Recorded data:
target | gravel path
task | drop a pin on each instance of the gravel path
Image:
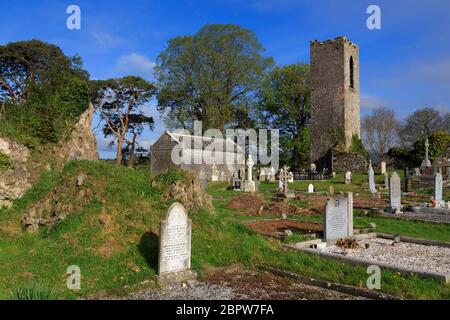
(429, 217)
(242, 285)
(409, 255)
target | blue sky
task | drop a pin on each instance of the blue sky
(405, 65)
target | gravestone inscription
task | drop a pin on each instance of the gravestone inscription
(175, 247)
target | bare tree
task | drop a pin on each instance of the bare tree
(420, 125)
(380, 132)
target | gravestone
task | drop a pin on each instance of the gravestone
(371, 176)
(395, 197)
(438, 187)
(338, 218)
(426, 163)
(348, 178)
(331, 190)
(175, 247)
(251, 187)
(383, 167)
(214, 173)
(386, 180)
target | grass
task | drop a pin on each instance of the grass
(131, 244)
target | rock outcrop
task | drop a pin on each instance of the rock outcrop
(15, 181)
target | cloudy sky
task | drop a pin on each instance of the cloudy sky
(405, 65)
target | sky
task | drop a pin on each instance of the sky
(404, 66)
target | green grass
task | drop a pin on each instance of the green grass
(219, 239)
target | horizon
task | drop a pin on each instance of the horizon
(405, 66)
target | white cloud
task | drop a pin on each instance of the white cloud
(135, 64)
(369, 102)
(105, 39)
==
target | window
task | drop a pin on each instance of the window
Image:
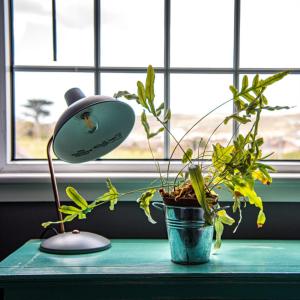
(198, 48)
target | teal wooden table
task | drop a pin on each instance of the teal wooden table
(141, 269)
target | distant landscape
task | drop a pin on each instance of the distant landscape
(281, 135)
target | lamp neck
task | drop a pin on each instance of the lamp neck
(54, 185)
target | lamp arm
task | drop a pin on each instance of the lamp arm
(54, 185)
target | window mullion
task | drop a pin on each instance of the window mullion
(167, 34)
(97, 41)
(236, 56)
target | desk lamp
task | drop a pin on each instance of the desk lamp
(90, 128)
--
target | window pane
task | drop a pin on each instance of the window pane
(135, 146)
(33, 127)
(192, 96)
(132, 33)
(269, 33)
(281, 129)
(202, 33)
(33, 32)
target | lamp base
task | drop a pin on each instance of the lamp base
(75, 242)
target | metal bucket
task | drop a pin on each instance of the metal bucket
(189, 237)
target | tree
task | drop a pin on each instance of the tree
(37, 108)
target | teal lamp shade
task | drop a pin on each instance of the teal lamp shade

» **Problem statement**
Could you return all lines from the records that include the word "gravel"?

» **Response to this exercise**
target | gravel path
task | drop a pin on each instance of the gravel path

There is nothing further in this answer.